◆ PAGE EXCERPT
━━━
Wildlife in the garden

I was chatting with a new acquaintance of mine and invariably the subject of gardening came up. “Oh I only put poisonous plants in our garden. I research every plant thoroughly to make sure it’s irritating or deadly.” I was a bit taken aback. Immediately, I had visions of dire motives gleaned from reading one too many murder mystery. Perhaps my friend was preparing venomous potions in her kitchen . What sort of nefarious plot was she up to?? Get a grip, Ilga, this woman is a soccer mom! Turns out the suburban neighborhood where she lives is a haven for deer. She’s forsaken tasty rose buds, hostas and tulips for monk’s hood (Aconitum), caster beans, and colchicums.

Gardens ARE a great attraction for wildlife. However, we need to remember that does include the curse of the creatures we disdain along with the delight of the rare and beautiful creatures we crave. As with most garden activities, the good comes with the bad.

We have been blessed by NOT having deer in our garden. Even though we do have 32 acres, most of our hillside is covered with Himalayan blackberries (Rubus discolor) which seems to be impervious to almost everything except rabbits, mountain beavers, mice and other rodents. Some of their predators do manage to dine there: coyotes, weasels, and raccoons. (Oh, and skunks we know this because, our old dog, Issa, tangled with one―but that’s another story for another day.) And we are GLAD for those predators, believe me, the rabbits would over run us completely. The blackberry terrain must inhibit the inquisitive deer. It’s pretty hard trekking for anything that doesn’t crawl underneath. And, I am sure, that two German Shepherds can’t hurt, either.
━━━
◆ REQUIRED WORK
**1)** In the entries below, copy out the lines from the line with "of the pine" up to and including the line with "POLYGON ((194 30, 191", character for character.
**2)** Pick up the garden wildlife piece after its final sentence and keep writing it.
━━━
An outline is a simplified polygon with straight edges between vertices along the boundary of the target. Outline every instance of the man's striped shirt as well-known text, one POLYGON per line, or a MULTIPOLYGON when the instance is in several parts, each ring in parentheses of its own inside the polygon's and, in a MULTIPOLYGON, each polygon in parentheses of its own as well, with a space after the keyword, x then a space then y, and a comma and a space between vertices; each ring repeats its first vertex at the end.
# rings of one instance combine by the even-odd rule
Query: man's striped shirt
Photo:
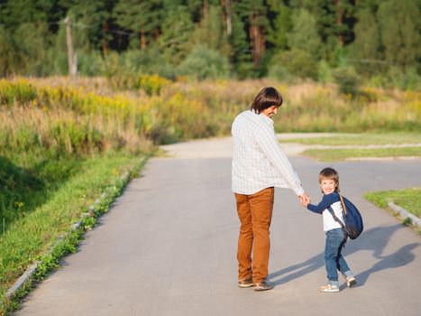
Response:
POLYGON ((278 143, 273 121, 264 114, 247 110, 232 125, 232 189, 253 194, 265 188, 280 187, 304 193, 298 176, 278 143))

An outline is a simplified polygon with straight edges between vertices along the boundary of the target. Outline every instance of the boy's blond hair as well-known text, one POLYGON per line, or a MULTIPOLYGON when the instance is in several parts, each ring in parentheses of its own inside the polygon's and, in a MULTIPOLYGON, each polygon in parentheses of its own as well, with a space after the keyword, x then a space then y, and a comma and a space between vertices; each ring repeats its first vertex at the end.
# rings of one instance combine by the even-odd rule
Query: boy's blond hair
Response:
POLYGON ((339 192, 339 173, 337 171, 331 167, 325 168, 318 174, 319 183, 321 183, 322 180, 324 179, 334 181, 334 183, 336 184, 336 191, 339 192))

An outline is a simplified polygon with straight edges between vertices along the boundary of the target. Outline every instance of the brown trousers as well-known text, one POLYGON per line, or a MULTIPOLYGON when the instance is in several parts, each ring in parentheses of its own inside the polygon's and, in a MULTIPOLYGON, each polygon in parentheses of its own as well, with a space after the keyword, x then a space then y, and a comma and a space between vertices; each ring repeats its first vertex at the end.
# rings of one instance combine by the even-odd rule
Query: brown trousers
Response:
POLYGON ((237 250, 239 280, 252 275, 253 282, 259 283, 268 276, 270 248, 269 228, 272 218, 274 191, 271 187, 251 195, 234 193, 241 222, 237 250))

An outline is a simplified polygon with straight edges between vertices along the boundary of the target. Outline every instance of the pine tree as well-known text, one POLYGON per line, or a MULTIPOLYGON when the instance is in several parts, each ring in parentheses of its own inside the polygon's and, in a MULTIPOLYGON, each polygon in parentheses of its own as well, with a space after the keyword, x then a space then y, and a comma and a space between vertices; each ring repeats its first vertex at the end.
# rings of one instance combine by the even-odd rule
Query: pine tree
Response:
POLYGON ((292 29, 291 9, 283 1, 272 0, 269 3, 276 17, 273 20, 273 28, 268 30, 267 40, 277 51, 285 51, 288 48, 287 35, 292 29))
POLYGON ((388 0, 378 19, 385 58, 392 64, 415 66, 420 57, 420 9, 416 0, 388 0))
POLYGON ((194 30, 191 15, 184 5, 164 5, 168 13, 161 25, 158 39, 160 50, 172 64, 180 63, 188 52, 188 42, 194 30))
POLYGON ((370 7, 364 7, 357 13, 355 24, 355 41, 352 44, 352 52, 357 68, 366 73, 378 70, 381 59, 380 51, 379 27, 375 14, 370 7))
POLYGON ((266 34, 270 27, 267 18, 268 7, 263 0, 243 0, 235 5, 235 10, 245 21, 253 65, 258 69, 266 51, 266 34))
POLYGON ((113 14, 118 25, 139 34, 142 50, 146 48, 148 41, 151 42, 158 37, 163 14, 161 1, 120 0, 113 14))

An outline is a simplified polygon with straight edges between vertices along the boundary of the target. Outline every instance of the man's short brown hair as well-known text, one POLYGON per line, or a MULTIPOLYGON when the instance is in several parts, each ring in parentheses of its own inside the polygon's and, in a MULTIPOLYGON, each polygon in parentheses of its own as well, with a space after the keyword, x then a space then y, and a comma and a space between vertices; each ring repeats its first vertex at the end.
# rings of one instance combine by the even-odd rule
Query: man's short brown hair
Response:
POLYGON ((254 98, 251 111, 260 114, 264 109, 275 106, 279 107, 283 99, 280 93, 273 87, 263 88, 254 98))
━━━
◆ PER-TASK ANSWERS
**1)**
An outline is a simplified polygon with straight edges between vertices along the boundary of the target. Outline every instance of the pine tree as well-known text, one POLYGON per line, or a MULTIPOLYGON when the instance is in several parts, each ring in parentheses of its own inside the polygon's and, in a MULTIPOLYGON, each polygon in parentheses of its own as well, with a space after the keyword, x then a space then y, and a comma and a space between vertices; each ring repeats its first vertex at the end.
# rings of one instance combine by the even-odd rule
Query: pine tree
Response:
POLYGON ((292 29, 291 9, 283 1, 272 0, 269 3, 276 17, 273 20, 273 28, 268 30, 267 40, 277 51, 285 51, 288 48, 287 35, 292 29))
POLYGON ((388 0, 378 19, 385 58, 392 64, 415 66, 420 57, 420 9, 416 0, 388 0))
POLYGON ((194 30, 191 15, 184 5, 164 5, 168 13, 161 25, 158 39, 160 50, 172 64, 180 63, 188 52, 188 42, 194 30))

**2)**
The attraction of prey and predator is something that often comes as a mixed blessing. We made mason bee homes for our native northwest bees (Osmia lignaria) They are solitary bees, living naturally in holes made by beetles in soft wood. We drill ¼ in holes in thick cedar chunks to attract these early predators. What we didn’t realize was that we had also make woodpecker feeders. Interestingly, Mother Nature has accommodated for just such a calamity. The female bee lays the females deep inside the hole and the males at the entrance. Only one male needs to survive to pollinate many females, so the outside eggs are sacrificed as woodpecker food. One must resign oneself to the fact that both the birds and the bees need to make a living.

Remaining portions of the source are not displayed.